=== Dokumentauszug ===

Bei Anne Will ging es in der letzten Sendung darum, noch einmal zusammenzukehren, was es in diesem Jahr an großen Krisen, an großen Linien, an großen Kriegen gab. Damit gemeint war der Krieg in der Ukraine, der Krieg in Nahost, das schwindende Vertrauen in die Bundesregierung und die Klimakrise. Titel der Sendung: "Die Welt in Unordnung – ist Deutschland den Herausforderungen gewachsen?"

Das sind die Gäste

  • Robert Habeck (Grüne): "Wir sitzen hier im gut geheizten Studio, während die Menschen im Schützengraben in der Ukraine liegen und sterben", so der Vizekanzler und Wirtschaftsminister. Die Bundesregierung habe der Ukraine versprochen, nicht von ihrer Seite zu weichen. Man dürfe die Ukraine jetzt nicht hängen lassen. "Das ist ehrlos, wenn wir das jetzt tun würden", so Habeck. Die diplomatische Beratung dürfe die Ukraine nicht bevormunden.
  • Navid Kermani: Der Schriftsteller sagte mit Blick auf die Rolle des Westens in Afghanistan: "Die Versprechungen waren nichts wert." Das, so fürchtete er, könne auch für die Ukraine gelten. "Je länger der Krieg dauert, desto mehr schwindet die Unterstützung auch in den Bevölkerungen", beobachtete er. Außerdem stehe die Präsidentschaftswahl in den USA an. Man sehe bereits jetzt, wie die Republikaner Front machen gegen die Unterstützung der Ukraine. "Wir müssen damit rechnen, dass spätestens in einem Jahr die Verhältnisse sich fundamental wandeln", warnte er. Das Zeitfenster bis zur Wahl müsse man nutzen.

=== Gespeicherte Daten ===

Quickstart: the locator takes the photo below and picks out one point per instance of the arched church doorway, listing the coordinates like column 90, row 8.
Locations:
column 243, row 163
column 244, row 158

===

Gestellte Aufgabe 1 – Erläutern Sie anhand des Auszugs über die Anne-Will-Sendung in ein bis drei Sätzen, warum laut Navid Kermani das Zeitfenster bis zur US-Präsidentschaftswahl genutzt werden muss.
Gestellte Aufgabe 2 –
Beantworten Sie zum Auszug über die Anne-Will-Sendung kurz:
(a) Welchen Titel trug die Sendung?
(b) Welche Ämter hat Robert Habeck inne?
(c) Auf welches Land bezog sich Kermani mit dem Satz "Die Versprechungen waren nichts wert."?
Gestellte Aufgabe 3 – Führen Sie den Auszug über die Anne-Will-Sendung im Anschluss an seinen letzten Satz weiter.

Schriftliche Antwort 1 – Laut Kermani machen die Republikaner schon jetzt Front gegen die Unterstützung der Ukraine. Deshalb müsse man damit rechnen, dass sich die Verhältnisse spätestens in einem Jahr fundamental wandeln. Zudem schwinde die Unterstützung in den Bevölkerungen, je länger der Krieg dauert.

Schriftliche Antwort 2 –
(a) "Die Welt in Unordnung – ist Deutschland den Herausforderungen gewachsen?"
(b) Er ist Vizekanzler und Wirtschaftsminister.
(c) Auf Afghanistan.

Schriftliche Antwort 3 –
  • Florence Gaub: Europa habe sich im Vorfeld des Ukraine-Krieges zu wenig in die andere Seite – Russland – hineinversetzt. "Das ist ein typisch europäisches Problem", so die Zukunftsforscherin. Es sei gut möglich, dass Russland in Zukunft andere Fronten aufmache, etwa in Moldawien oder Georgien. Über die voraussichtliche Länge des Krieges sagte sie: "Die meisten Ukrainer, auch die kriegsmüden, sind aktuell nicht bereit, den Krieg jetzt einfach zu beenden und Russlands Konditionen nachzugeben."
  • Raphael Gross: Der Präsident der Stiftung Deutsches Historisches Museum sagte: "Wir haben alle den Eindruck, dass Rechtsstaatlichkeit, Institutionen, demokratische Einrichtungen, Menschenrechte unter Druck sind." Einige der europäischen Länder hätten sich schon weit von Rechtsstaatlichkeit entfernt. "Wir haben hier schon nicht mehr einfach den Westen, gegen den Süden, den Osten oder China und so weiter", merkte Gross an. Ein Menschenrechtsaktivist, der in Shanghai kämpfe, sei vielleicht westlicher als ein Viktor Orban oder ein Donald Trump.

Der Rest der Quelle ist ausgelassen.